Texto para leer:
*****
Entre la penumbra, una silueta femenina se contorneaba solitariamente sobre una tarima al compás del tema “Tiburón a la vista”, el hit de Los Wawancó.
La pista de baile estaba vacía. En la barra, dos tipos bebían en silencio.
Al concluir esa canción, la mujer bajó del pedestal para caminar con desgano hacia ellos. Después, los tres se instalaron en una mesita del fondo; al rato se les unió la “madama” del lugar.
Los tipos comentaron algo antes de soltar una sonora carcajada. Esa risa hizo que, desde una mesa aledaña, un hombre se fijara en ellos; luego volvió a concentrarse en su vaso de vodka.
Era la madrugada del 8 de mayo de 1978, y allí, en la whiskería “Elsa”, de Necochea, no había otros clientes.
Las chicas del lugar le lanzaban miradas sugestivas. Pero él parecía no advertirlo, tal vez sumido en algún recuerdo. Se trataba de Milivoje Pesic, un marinero yugoeslavo que integraba la tripulación del Mavro Vetranic, un carguero anclado en el puerto de Quequén. Lo cierto es que estaba lejos de imaginar el cariz que tomaría la velada.
El primer signo del asunto fue auditivo: un griterío que provenía de la mesita del fondo. La discusión entre los dos tipos y sus acompañantes pasó a las manos, en medio de insultos y alaridos.
Fue entonces cuando Pesic decidió intervenir. Pero, de pronto, a mitad de camino, vio las estrellas, antes de que todo se le oscureciera. En realidad, un botellazo había estallado en su mollera y cayó de bruces.
Quien sabe cuánto tiempo tardó en recuperar la conciencia. La cuestión es que, al abrir los párpados, vio el cadáver despanzurrado a puntazos de la mujer que había bailado en la tarima. La otra, con heridas leves, gemía. Rápido de reflejos, Pesic puso los pies en polvorosa.
Ya clareaba cuando llegó al muelle. Y con premura, intentó alcanzar la escalerilla del barco, cuando varias manos lo tomaron por atrás, en medio de órdenes e insultos. Esposado por la espalda, lo arrojaron a un patrullero que lo condujo a la comisaría 1ª de Necochea. Esa fue la primera escala de su pesadilla.
Todo está guardado en la memoria
Todo indica que los policías querían resolver el caso lo más rápido posible. Y no malgastaban el tiempo. A tal efecto, lo tenían Pesic –aún esposado y ya con un ojo en compota– en una silla, ante unan lámpara que lo enceguecía.
Para que no se cayera del asiento, dos agentes lo sostenían, mientras el comisario Gerardo Arias –a quien esta trama le daría una módica celebridad– lo ametrallaba con preguntas. Por respuesta, el detenido sólo balbuceaba frases incomprensibles, ante las cuales el comisario insistía cada vez con peor talante.
*****
Listado:
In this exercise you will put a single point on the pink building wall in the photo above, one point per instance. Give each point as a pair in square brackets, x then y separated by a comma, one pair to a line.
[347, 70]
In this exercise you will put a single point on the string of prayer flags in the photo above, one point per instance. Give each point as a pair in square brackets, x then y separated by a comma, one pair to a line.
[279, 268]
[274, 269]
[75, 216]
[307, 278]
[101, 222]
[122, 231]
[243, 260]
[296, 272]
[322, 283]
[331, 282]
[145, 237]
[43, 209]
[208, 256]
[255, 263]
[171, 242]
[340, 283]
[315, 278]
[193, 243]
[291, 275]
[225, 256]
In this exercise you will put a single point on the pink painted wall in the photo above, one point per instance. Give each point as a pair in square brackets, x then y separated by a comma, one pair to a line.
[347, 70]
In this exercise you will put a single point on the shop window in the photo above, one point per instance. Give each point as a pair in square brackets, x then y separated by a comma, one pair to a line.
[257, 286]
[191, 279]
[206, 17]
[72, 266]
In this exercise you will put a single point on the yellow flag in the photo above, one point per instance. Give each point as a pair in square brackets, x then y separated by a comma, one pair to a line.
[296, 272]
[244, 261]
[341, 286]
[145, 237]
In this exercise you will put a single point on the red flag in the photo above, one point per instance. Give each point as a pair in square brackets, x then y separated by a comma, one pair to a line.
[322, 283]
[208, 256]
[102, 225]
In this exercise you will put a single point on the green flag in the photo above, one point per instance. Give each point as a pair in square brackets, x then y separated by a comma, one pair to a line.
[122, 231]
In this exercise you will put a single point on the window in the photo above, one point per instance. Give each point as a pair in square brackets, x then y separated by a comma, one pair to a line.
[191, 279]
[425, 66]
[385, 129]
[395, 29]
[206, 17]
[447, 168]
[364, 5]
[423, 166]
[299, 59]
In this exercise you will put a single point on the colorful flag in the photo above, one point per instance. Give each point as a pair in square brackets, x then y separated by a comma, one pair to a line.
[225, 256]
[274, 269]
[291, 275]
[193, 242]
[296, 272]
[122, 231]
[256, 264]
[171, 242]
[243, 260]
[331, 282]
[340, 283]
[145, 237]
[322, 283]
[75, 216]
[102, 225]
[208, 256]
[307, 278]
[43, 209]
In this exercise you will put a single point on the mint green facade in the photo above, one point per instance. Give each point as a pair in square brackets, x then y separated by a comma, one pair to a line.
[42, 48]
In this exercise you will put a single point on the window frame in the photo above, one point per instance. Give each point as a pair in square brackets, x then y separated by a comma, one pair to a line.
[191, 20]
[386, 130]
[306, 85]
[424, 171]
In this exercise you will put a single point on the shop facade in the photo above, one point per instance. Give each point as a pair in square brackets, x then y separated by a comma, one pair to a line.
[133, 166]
*****
Consignas:
A. En el relato del marinero Pesic, resume en menos palabras el párrafo que empieza con "Ya clareaba cuando llegó al muelle", sin perder los hechos principales.
B. Según el relato del marinero Pesic, ¿cómo se llamaba el carguero en el que trabajaba y dónde estaba anclado?
C. Sigue el relato del marinero Pesic a partir de su último párrafo.

Respuestas:
A. Al amanecer, Pesic llegó al muelle y quiso subir por la escalerilla del barco, pero varias personas lo agarraron por detrás. Lo esposaron y lo llevaron en un patrullero a la comisaría 1ª de Necochea, la primera escala de su pesadilla.

B. Se llamaba Mavro Vetranic y estaba anclado en el puerto de Quequén.

C.
En este punto, cabe aclarar que Pesic era políglota; sabía hablar en tres idiomas –inglés, francés e italiano–, además de su lengua natal. Sin embargo, no entendía ni una sola palabra en español. Así, con semejante obstáculo, transcurrió su interrogatorio, hasta que lo obligaron a firmar la confesión.
Su siguiente escala fue la cárcel de Azul, mientras el carguero Mavro Vetranic zarpaba sin él hacia Europa. Pesic quedó así librado a su suerte.
Al principio, el asesinato de la copera Mirtha Noemí Godoy, de 21 años, y las heridas a la “madama” Rafaela Villavicencio, de 42, tuvieron una escasa repercusión; sólo el diario “El Atlántico”, de Mar del Plata, se ocupó del tema, mientras la prensa nacional únicamente transcribía algún cable de agencia.
Pero, poco después, dos cronistas del diario Clarín –Emilio Petcoff y Enrique Sdrech– se interesaron en el asunto, luego de que se contactara con ellos el abogado Hugo Trogu, quien defendía a Pesic. Éste, de ascendencia yugoeslava, fue hasta entonces la única persona que, por razones idiomáticas, pudo comunicarse con el marinero.
Pero fue escasa la información que él fue capaz de proporcionarle, dado que la oscuridad en la escena del hecho y el golpe que lo dejó sin sentido hizo que, con respecto a la secuencia del crimen, su amnesia fuera total. O casi.
Ocurre que, en medio de las horas muertas del encierro, el pobre Pesic se devanaba los sesos para tratar de reconstruir aquella maldita circunstancia. Y súbitamente, tuvo –diríase– una revelación. Entonces, sobre un papel dibujó dos rostros; eran los de aquellos dos sujetos que vio en esa whiskería de mala muerte durante la noche de su desgracia.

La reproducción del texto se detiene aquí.